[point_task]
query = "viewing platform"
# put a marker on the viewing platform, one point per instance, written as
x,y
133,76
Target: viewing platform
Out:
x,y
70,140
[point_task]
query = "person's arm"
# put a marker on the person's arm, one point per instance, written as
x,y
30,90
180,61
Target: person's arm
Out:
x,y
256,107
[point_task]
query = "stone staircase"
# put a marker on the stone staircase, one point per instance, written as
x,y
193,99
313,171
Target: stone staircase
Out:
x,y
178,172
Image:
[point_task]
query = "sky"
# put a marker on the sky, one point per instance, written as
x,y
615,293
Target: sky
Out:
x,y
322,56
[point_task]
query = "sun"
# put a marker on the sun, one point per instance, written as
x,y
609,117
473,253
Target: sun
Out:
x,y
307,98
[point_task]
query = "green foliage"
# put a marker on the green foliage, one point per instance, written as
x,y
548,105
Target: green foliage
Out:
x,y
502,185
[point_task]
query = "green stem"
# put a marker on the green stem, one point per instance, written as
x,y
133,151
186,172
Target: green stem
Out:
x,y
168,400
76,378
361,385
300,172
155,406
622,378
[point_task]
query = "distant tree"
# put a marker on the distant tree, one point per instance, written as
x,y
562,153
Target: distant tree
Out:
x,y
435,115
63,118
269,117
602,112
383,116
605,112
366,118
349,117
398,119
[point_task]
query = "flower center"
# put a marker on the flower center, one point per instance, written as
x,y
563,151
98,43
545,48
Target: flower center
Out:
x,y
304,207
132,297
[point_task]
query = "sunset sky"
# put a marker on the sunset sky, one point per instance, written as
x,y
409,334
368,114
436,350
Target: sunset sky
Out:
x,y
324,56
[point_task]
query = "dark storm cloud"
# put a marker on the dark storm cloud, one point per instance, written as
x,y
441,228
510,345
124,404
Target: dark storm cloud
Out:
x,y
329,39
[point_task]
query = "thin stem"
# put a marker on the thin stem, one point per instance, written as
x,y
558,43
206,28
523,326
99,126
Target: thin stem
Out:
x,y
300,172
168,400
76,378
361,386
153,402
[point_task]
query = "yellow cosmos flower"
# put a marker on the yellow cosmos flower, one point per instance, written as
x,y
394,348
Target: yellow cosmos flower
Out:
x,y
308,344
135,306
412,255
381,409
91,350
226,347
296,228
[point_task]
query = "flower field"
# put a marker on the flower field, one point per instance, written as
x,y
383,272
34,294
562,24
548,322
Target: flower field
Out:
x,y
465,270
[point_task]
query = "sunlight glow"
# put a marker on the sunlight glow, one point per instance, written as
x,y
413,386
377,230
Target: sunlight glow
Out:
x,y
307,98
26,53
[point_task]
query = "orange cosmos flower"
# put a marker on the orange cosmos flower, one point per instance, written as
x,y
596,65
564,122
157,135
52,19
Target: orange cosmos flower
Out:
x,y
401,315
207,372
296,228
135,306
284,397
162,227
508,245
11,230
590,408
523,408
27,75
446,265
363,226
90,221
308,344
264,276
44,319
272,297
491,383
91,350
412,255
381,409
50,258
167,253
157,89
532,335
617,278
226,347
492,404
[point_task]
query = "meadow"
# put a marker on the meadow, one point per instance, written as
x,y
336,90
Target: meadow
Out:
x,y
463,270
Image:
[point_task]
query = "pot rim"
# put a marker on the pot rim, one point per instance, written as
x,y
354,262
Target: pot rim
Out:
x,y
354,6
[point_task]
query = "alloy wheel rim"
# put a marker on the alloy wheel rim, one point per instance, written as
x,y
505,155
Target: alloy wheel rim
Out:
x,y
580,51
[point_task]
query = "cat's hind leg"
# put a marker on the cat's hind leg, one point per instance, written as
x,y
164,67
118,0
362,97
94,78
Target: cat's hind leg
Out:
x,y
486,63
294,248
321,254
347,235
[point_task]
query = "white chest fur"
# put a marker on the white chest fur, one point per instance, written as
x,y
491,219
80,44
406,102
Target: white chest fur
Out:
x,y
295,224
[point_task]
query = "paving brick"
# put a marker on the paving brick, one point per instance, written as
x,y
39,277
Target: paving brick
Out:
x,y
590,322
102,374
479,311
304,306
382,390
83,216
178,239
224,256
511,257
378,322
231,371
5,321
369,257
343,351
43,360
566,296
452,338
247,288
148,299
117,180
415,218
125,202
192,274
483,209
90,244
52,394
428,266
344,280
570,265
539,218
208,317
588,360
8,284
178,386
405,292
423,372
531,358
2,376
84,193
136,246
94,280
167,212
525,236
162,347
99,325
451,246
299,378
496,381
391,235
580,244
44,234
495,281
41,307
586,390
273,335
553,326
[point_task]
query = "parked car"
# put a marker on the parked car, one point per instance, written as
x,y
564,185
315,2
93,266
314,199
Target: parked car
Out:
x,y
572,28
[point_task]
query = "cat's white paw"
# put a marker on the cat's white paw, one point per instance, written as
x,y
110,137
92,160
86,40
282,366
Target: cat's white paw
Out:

:: Exercise requirements ::
Please output the entries above, every line exactly as it reads.

:: Response to this exercise ::
[point_task]
query = "viewing platform"
# put a marker on the viewing platform, one point per instance, written as
x,y
133,76
Target: viewing platform
Out:
x,y
70,140
[point_task]
query = "person's arm"
# put a marker on the person's arm, one point per instance, written as
x,y
30,90
180,61
Target: person's arm
Out:
x,y
256,107
[point_task]
query = "stone staircase"
# put a marker on the stone staircase, one point per instance, written as
x,y
193,99
313,171
Target: stone staircase
Out:
x,y
178,172
Image:
[point_task]
query = "sky"
# put a marker on the sky, one point per instance, written as
x,y
615,293
Target: sky
Out:
x,y
322,56
[point_task]
query = "sun"
# put a marker on the sun, one point per instance, written as
x,y
609,117
473,253
Target: sun
Out:
x,y
307,98
[point_task]
query = "green foliage"
# put a marker on the green foliage, one point per instance, written as
x,y
548,105
Target: green foliage
Out:
x,y
502,185
[point_task]
query = "green stem"
# put a marker on the green stem, one point per instance, written as
x,y
133,151
186,172
Target: green stem
Out:
x,y
168,400
76,378
361,385
300,172
155,406
622,378
[point_task]
query = "distant tree"
# put a marker on the distant tree, one point per instance, written as
x,y
562,153
Target: distant tree
Out:
x,y
435,115
63,118
269,117
602,112
383,116
605,112
366,118
349,117
398,119
[point_task]
query = "flower center"
# put a marker on the flower center, one point per instance, written as
x,y
563,151
98,43
545,48
Target: flower center
Out:
x,y
304,207
132,297
[point_task]
query = "sunset sky"
# put a marker on the sunset sky, one point per instance, written as
x,y
409,334
368,114
436,350
Target: sunset sky
Out:
x,y
324,56
[point_task]
query = "dark storm cloud"
# put a marker on the dark storm cloud, one point per instance, written as
x,y
441,228
510,345
124,404
Target: dark storm cloud
Out:
x,y
329,39
[point_task]
query = "thin stem"
# put a marker on the thin stem, one point per instance, written as
x,y
558,43
206,28
523,326
99,126
Target: thin stem
Out:
x,y
300,172
168,400
76,378
361,386
153,402
[point_task]
query = "yellow cosmos flower"
# put a marker on the yellow cosmos flower, one point per instance, written as
x,y
394,348
Target: yellow cosmos flower
Out:
x,y
308,344
135,306
412,255
381,409
91,350
226,347
296,228
[point_task]
query = "flower field"
# put a marker on the flower field, one point per instance, written as
x,y
383,272
34,294
562,24
548,322
Target: flower field
Out:
x,y
465,270
[point_task]
query = "sunlight glow"
# put a marker on the sunlight glow, one point per instance, written as
x,y
413,386
377,230
Target: sunlight glow
Out:
x,y
307,98
26,53
[point_task]
query = "orange cosmos flower"
# put a marker on the orange cosmos flower, one point per instance, written as
x,y
596,65
564,122
157,135
52,19
Target: orange cosmos flower
Out:
x,y
401,315
207,372
296,228
135,306
284,397
162,227
508,245
11,230
590,408
523,408
27,75
446,265
363,226
90,221
308,344
264,276
44,319
272,297
491,383
91,350
412,255
381,409
50,258
167,253
157,89
532,335
617,278
226,347
492,404
[point_task]
query = "meadow"
# put a marker on the meadow, one point per instance, written as
x,y
336,90
Target: meadow
Out:
x,y
463,270
Image:
[point_task]
query = "pot rim"
# put a marker on the pot rim, one point per instance, written as
x,y
354,262
Target: pot rim
Out:
x,y
354,6
[point_task]
query = "alloy wheel rim"
# put a marker on the alloy wheel rim, one point per instance, written as
x,y
505,155
Target: alloy wheel rim
Out:
x,y
580,51
[point_task]
query = "cat's hind leg"
# put a marker on the cat's hind leg, one point per instance, written as
x,y
164,67
118,0
362,97
94,78
Target: cat's hind leg
Out:
x,y
486,63
294,248
321,254
347,235
[point_task]
query = "white chest fur"
# put a marker on the white chest fur, one point per instance, written as
x,y
491,219
80,44
406,102
Target: white chest fur
Out:
x,y
295,224
[point_task]
query = "paving brick"
# put a marker on the paving brick, one point per instance, written as
x,y
39,277
Target: paving brick
Out:
x,y
590,322
102,374
479,311
304,306
382,390
83,216
178,239
224,256
511,257
378,322
231,371
5,321
369,257
343,351
43,360
566,296
452,338
247,288
148,299
117,180
415,218
125,202
192,274
483,209
90,244
52,394
428,266
344,280
570,265
539,218
208,317
588,360
8,284
178,386
405,292
423,372
531,358
2,376
84,193
136,246
94,280
167,212
525,236
162,347
99,325
451,246
299,378
496,381
391,235
580,244
44,234
495,281
41,307
586,390
273,335
553,326
[point_task]
query = "parked car"
# put a marker on the parked car, one point per instance, written as
x,y
564,185
315,2
93,266
314,199
Target: parked car
Out:
x,y
572,28
[point_task]
query = "cat's white paw"
# put a marker on the cat's white paw, one point per instance, written as
x,y
110,137
92,160
86,40
282,366
Target: cat's white paw
Out:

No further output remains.